**提供テキスト:**

*****

AD変換ボードについての概要、用途、原理などをご説明します。また、AD変換ボードのメーカー6社一覧や企業ランキングも掲載しておりますので是非ご覧ください。AD変換ボード関連企業の2023年5月注目ランキングは1位:有限会社ヒューマンデータ、2位:株式会社ロッキー、3位:コスモリサーチ株式会社となっています。
AD変換ボードとは、様々なアナログ信号をデジタル信号に変換する機能を持ったボード (基板) のことです。
自然界のあらゆる現象はアナログ信号で取得されるため、数値計算やデジタル信号処理、制御などをする際は、AD変換ボードを使ってデジタル信号に変換する必要があります。AD変換ボードには組込用途に応じて、様々なインターフェースを持つ製品がリリースされています。
パソコン内蔵用のPCI-Expressや他の基板のドータカードとして接続するFMC、USBなどのインターフェースを持つ製品がリリースされています。
AD変換ボードは、主に各種センサで取得されるアナログ信号をマイコンなどで処理するためにデジタル信号に変換する際に使用されます。
AD変換ボードは、温度、圧力、光、音などの物理量をデジタル信号に変換するために使用されます。これにより、センサからの信号を取得し、測定や監視を行うことが可能です。例えば、工場での製品品質管理や、環境モニタリングなどが挙げられます。
AD変換ボードは、アナログ信号をデジタル信号に変換することにより、データを取得し、処理するために使用されます。例えば、医療機器での心電図信号の取得や、音声処理などが挙げられます。
AD変換ボードは、デジタル信号処理を行うために使用されます。例えば、音声のフィルタリングや、波形解析などが挙げられます。
A/D変換は、以下のような標本化、量子化、符号化のステップでアナログ信号をデジタル信号に変換します。
連続な信号であるアナログ信号の振幅値を離散的な周期で切り出します。この時の周期を「サンプリング周期」と言い、記号としては主にTsで表します。計算式は下記の通りです。
サンプリング周期: Ts = 1/Fs (Fs: サンプリング周波数)
標本化によって離散的な周期 (サンプリング周期) で切り出された振幅値を、デジタル信号に変換できるように離散的な振幅値に近似します。この時、量子化によって生まれる誤差を「量子化誤差」と呼び、以下の式で表されます。
量子化誤差= (標本化した値) - (量子化した値)
入力された電圧を基準となる電圧と比較することで量子化を行います。比較するやり方によって、高精度な変換や高速なサンプリングが可能な方式があります。

*****

**保存データ:**
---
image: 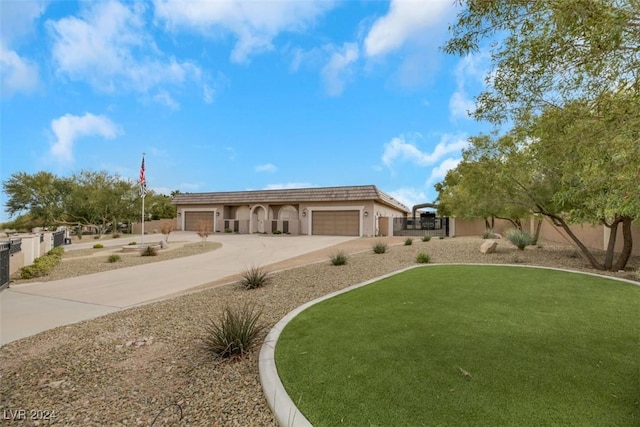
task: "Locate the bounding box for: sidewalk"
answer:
[0,232,360,345]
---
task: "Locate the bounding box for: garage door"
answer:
[311,211,360,236]
[184,212,213,231]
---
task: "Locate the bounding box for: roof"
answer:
[171,185,409,212]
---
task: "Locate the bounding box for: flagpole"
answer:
[138,153,147,246]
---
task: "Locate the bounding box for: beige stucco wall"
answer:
[454,218,640,255]
[175,200,403,236]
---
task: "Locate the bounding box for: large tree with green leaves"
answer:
[2,172,71,227]
[66,171,139,234]
[444,0,640,269]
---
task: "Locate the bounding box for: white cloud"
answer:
[0,1,46,43]
[0,40,39,97]
[256,163,278,172]
[154,0,335,63]
[364,0,454,57]
[50,113,121,163]
[48,0,201,96]
[153,90,180,110]
[382,135,468,167]
[427,157,462,185]
[449,52,490,119]
[0,1,45,97]
[263,182,313,190]
[321,43,360,96]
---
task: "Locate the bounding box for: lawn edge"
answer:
[258,263,640,427]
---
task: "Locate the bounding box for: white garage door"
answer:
[184,212,213,232]
[311,210,360,236]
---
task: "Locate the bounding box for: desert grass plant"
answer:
[373,242,388,254]
[506,229,533,251]
[331,251,347,265]
[202,304,265,359]
[240,265,269,289]
[20,246,64,279]
[416,252,431,264]
[140,246,158,256]
[482,228,496,239]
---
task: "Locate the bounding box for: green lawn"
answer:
[276,266,640,426]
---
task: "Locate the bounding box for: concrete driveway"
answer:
[0,232,357,345]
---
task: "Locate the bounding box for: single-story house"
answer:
[171,185,410,236]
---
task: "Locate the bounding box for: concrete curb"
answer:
[258,263,640,427]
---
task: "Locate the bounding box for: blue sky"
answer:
[0,0,488,221]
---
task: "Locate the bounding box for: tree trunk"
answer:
[603,218,621,270]
[540,211,605,270]
[531,218,542,245]
[613,217,633,271]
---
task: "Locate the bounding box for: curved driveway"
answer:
[0,232,356,345]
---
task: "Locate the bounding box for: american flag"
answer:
[138,156,147,197]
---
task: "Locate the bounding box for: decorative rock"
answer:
[480,239,498,254]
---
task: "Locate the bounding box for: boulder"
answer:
[480,239,498,254]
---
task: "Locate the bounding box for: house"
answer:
[171,185,410,236]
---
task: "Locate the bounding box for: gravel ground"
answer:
[12,242,221,284]
[0,238,640,426]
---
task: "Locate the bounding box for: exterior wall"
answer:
[451,218,640,255]
[9,251,24,277]
[172,200,404,236]
[374,202,407,236]
[449,218,516,237]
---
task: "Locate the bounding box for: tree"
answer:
[2,172,70,227]
[443,0,640,123]
[67,171,138,234]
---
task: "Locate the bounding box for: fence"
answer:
[393,215,449,236]
[0,242,11,290]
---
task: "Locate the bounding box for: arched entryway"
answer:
[249,205,267,233]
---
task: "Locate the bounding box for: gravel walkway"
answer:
[0,237,640,426]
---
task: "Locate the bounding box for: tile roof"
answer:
[171,185,409,212]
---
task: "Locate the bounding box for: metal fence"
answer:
[393,216,449,236]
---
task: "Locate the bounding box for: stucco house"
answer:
[171,185,410,236]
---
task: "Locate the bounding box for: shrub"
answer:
[202,305,264,359]
[240,265,269,289]
[140,246,158,256]
[506,230,533,251]
[416,252,431,264]
[331,251,347,265]
[20,246,64,279]
[373,242,387,254]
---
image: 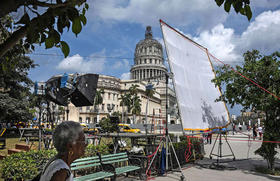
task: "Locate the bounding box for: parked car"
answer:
[118,124,141,133]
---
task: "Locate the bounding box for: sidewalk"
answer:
[151,133,280,181]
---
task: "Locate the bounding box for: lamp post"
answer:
[51,104,56,129]
[107,104,115,116]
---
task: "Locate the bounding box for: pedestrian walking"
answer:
[258,125,263,140]
[253,124,258,140]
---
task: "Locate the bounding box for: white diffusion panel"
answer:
[161,21,229,130]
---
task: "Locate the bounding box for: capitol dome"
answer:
[130,26,167,80]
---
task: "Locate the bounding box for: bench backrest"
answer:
[101,152,128,164]
[71,156,101,171]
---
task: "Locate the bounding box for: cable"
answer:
[27,53,134,59]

*****

**課題内容:**
AD変換ボードの説明文から、「AD変換ボードとは、様々なアナログ信号をデジタル信号に変換する機能を持ったボード (基板) のことです。」と「波形解析などが挙げられます。」の間を、両端の語句も含めて一字一句変えずに抜き出してください。

**解答:**
AD変換ボードとは、様々なアナログ信号をデジタル信号に変換する機能を持ったボード (基板) のことです。
自然界のあらゆる現象はアナログ信号で取得されるため、数値計算やデジタル信号処理、制御などをする際は、AD変換ボードを使ってデジタル信号に変換する必要があります。AD変換ボードには組込用途に応じて、様々なインターフェースを持つ製品がリリースされています。
パソコン内蔵用のPCI-Expressや他の基板のドータカードとして接続するFMC、USBなどのインターフェースを持つ製品がリリースされています。
AD変換ボードは、主に各種センサで取得されるアナログ信号をマイコンなどで処理するためにデジタル信号に変換する際に使用されます。
AD変換ボードは、温度、圧力、光、音などの物理量をデジタル信号に変換するために使用されます。これにより、センサからの信号を取得し、測定や監視を行うことが可能です。例えば、工場での製品品質管理や、環境モニタリングなどが挙げられます。
AD変換ボードは、アナログ信号をデジタル信号に変換することにより、データを取得し、処理するために使用されます。例えば、医療機器での心電図信号の取得や、音声処理などが挙げられます。
AD変換ボードは、デジタル信号処理を行うために使用されます。例えば、音声のフィルタリングや、波形解析などが挙げられます。